EXERCISE: Those lines of the records that contain "green" are to be located and copied.

GIVEN RECORDS:
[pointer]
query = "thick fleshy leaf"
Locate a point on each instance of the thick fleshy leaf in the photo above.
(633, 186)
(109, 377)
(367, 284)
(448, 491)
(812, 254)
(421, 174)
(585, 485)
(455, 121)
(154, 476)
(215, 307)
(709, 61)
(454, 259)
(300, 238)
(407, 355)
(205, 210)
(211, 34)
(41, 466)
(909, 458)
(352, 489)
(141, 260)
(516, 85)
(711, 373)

* * *

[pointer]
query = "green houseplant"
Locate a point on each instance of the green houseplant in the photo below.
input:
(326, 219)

WRITTEN ANSWER:
query = "green houseplant"
Locate a point on each instance of the green houseplant in the photo below.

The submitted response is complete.